* BEGIN Records shown *

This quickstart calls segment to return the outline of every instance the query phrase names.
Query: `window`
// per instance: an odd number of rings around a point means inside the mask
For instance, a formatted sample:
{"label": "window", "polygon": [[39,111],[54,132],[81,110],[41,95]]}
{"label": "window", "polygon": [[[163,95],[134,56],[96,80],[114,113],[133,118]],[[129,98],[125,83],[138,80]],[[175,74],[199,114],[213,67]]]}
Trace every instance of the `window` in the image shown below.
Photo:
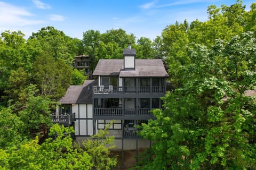
{"label": "window", "polygon": [[115,76],[103,76],[101,78],[101,85],[105,86],[118,86],[118,78]]}
{"label": "window", "polygon": [[152,79],[152,86],[158,87],[159,86],[159,79],[153,78]]}
{"label": "window", "polygon": [[[111,120],[98,120],[98,129],[105,129],[107,125],[109,124]],[[114,123],[109,127],[110,130],[122,129],[121,120],[115,120]]]}
{"label": "window", "polygon": [[135,79],[134,78],[125,78],[124,79],[124,86],[126,87],[134,87]]}
{"label": "window", "polygon": [[142,78],[140,79],[141,86],[150,86],[150,79],[149,78]]}
{"label": "window", "polygon": [[152,99],[152,108],[160,108],[160,99],[153,98]]}
{"label": "window", "polygon": [[150,107],[150,100],[149,98],[140,98],[140,100],[141,108]]}
{"label": "window", "polygon": [[101,78],[101,85],[105,86],[109,86],[109,78],[108,76],[102,77]]}

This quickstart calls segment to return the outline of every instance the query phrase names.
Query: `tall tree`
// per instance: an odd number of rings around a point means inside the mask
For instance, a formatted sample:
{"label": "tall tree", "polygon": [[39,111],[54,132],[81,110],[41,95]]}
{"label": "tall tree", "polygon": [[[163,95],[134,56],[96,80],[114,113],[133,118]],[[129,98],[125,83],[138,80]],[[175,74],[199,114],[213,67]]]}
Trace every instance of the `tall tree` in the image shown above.
{"label": "tall tree", "polygon": [[154,141],[142,169],[254,169],[256,40],[251,32],[189,48],[183,86],[163,98],[164,111],[142,125]]}
{"label": "tall tree", "polygon": [[63,60],[55,61],[53,55],[45,51],[37,56],[32,73],[41,95],[59,99],[71,83],[72,70]]}
{"label": "tall tree", "polygon": [[100,31],[89,30],[83,33],[83,44],[85,52],[90,57],[90,70],[92,72],[98,62],[98,52],[100,40]]}

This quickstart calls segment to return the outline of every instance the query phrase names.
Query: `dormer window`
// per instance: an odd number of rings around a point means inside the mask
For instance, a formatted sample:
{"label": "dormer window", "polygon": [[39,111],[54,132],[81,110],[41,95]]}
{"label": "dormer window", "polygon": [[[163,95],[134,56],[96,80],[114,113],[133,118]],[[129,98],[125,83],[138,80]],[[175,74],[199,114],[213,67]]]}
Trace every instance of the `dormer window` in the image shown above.
{"label": "dormer window", "polygon": [[131,44],[128,45],[128,48],[124,49],[124,69],[125,70],[135,70],[135,59],[136,52],[135,49],[131,48]]}
{"label": "dormer window", "polygon": [[134,56],[124,56],[124,69],[135,69],[135,57]]}

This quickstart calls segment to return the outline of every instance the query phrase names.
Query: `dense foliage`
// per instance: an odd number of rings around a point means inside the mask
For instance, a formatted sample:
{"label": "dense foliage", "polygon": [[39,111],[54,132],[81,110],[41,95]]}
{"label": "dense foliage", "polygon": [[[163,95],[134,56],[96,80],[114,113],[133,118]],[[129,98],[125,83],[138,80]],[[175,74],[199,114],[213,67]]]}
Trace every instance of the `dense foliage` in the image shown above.
{"label": "dense foliage", "polygon": [[255,7],[211,6],[208,21],[163,30],[176,89],[142,126],[154,144],[138,169],[256,168]]}

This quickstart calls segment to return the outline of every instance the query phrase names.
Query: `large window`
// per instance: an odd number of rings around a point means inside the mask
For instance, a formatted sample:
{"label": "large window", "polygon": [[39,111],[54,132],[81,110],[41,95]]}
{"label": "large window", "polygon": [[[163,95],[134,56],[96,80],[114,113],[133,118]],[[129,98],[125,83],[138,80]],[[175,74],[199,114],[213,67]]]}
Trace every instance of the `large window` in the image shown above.
{"label": "large window", "polygon": [[101,78],[101,85],[108,86],[118,86],[118,78],[116,76],[102,76]]}
{"label": "large window", "polygon": [[149,78],[141,79],[140,86],[150,86],[150,79]]}
{"label": "large window", "polygon": [[150,100],[149,98],[140,98],[141,108],[150,108]]}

* END Records shown *

Find each line in the items above that contains the word "foliage" and copy those lines out. Case matters.

* **Completed task**:
Query: `dense foliage`
{"label": "dense foliage", "polygon": [[39,111],[54,132],[81,110],[41,95]]}
{"label": "dense foliage", "polygon": [[[163,95],[134,56],[96,80],[114,113],[133,118]],[[129,98],[125,83],[138,80]],[[175,74],[199,114],[213,67]]]}
Trace every instance of the `dense foliage` in the image shown above.
{"label": "dense foliage", "polygon": [[255,7],[211,6],[208,21],[163,30],[176,89],[142,126],[154,144],[138,169],[256,168]]}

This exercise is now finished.